Text segment:
As requested, start with my reply to Weka. Start from:
“Respect that nature is stronger than you are.”
Or have a few alternatives to this:
“If after that severity of environmental signal over that many years they can’t save or pay off $15k over 20 years to shift their foundations, and EQC and private insurance has come to its limit, and the community hasn’t figured out a way to approach this together, then seriously they can’t afford a house.”
Maybe they could figure out exactly what it’s going to cost to move their house.
Maybe they could ask family for help.
Maybe they could band together as neighbors, or even as a community.
Maybe there are friendly farmers who can help with land.
Maybe both settlements need to move.
Maybe they could step out of the little realm of single tiny bits of uneconomic private property and form a collective or two.
Maybe it’s time to link this to New Zealand’s broader responsiveness to environmental change on a lot of fronts over the last decade.
All would have made excellent investigations.
But, no, none of that suited the framing of the article.
got to have bushells of money for that waggy
granity people will have to move – all 216 of them – at least to over the road
Or band together and sell all the houses for whatever they can get – maybe $20k each. Pool the money to buy one 2-bedroom furnished apartment in Auckland and and them all 200-odd people could move in and work as baristas on round the clock shifts so there are no more than 5 people to a bed at any one time.
I abhor their idleness and lack of initiative for not acting on this or any number of similarly brilliant ideas.
lol – thinking outside the square there for sure
you mean 5 of them sleeping at any one time? lazy fuckers no body ever got to the top of the heap by sleeping
I can’t get past Stuff going all glossy magazine and then quoting the woman as saying “I looked out and went oh my f…ing God”
(and have given up reading now, that format is just too weird).
It is a good article.
i like how they point out the median wages….63.000 NZ total vs 36.000 – 38.000 local.
which may explains why people don’t just up and go, cause a. all their worth is in the house, b. jobs, c. age, d. all the other shit that people hang on to cause its life, and then really, where should they move to?

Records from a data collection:
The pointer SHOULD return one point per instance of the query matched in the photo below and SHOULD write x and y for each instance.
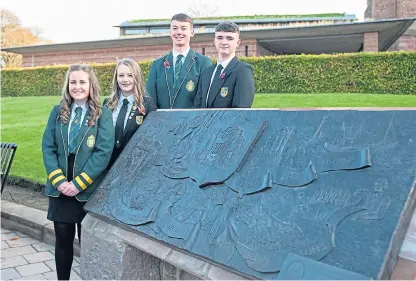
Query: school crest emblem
(190, 86)
(224, 92)
(139, 120)
(91, 141)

Tasks to complete:
**1.** Can you repeat the part of the comment thread from "got to have" up to and including "any one time.", copied exactly?
**2.** In the comment thread, how many Granity people does one commenter say will have to move?
**3.** What are all the suggestions in the comment thread that begin with the word "Maybe"?

Replies:
**1.**
got to have bushells of money for that waggy
granity people will have to move – all 216 of them – at least to over the road
Or band together and sell all the houses for whatever they can get – maybe $20k each. Pool the money to buy one 2-bedroom furnished apartment in Auckland and and them all 200-odd people could move in and work as baristas on round the clock shifts so there are no more than 5 people to a bed at any one time.

**2.** All 216 of them.

**3.**
- Maybe they could figure out exactly what it's going to cost to move their house.
- Maybe they could ask family for help.
- Maybe they could band together as neighbors, or even as a community.
- Maybe there are friendly farmers who can help with land.
- Maybe both settlements need to move.
- Maybe they could step out of the little realm of single tiny bits of uneconomic private property and form a collective or two.
- Maybe it's time to link this to New Zealand's broader responsiveness to environmental change on a lot of fronts over the last decade.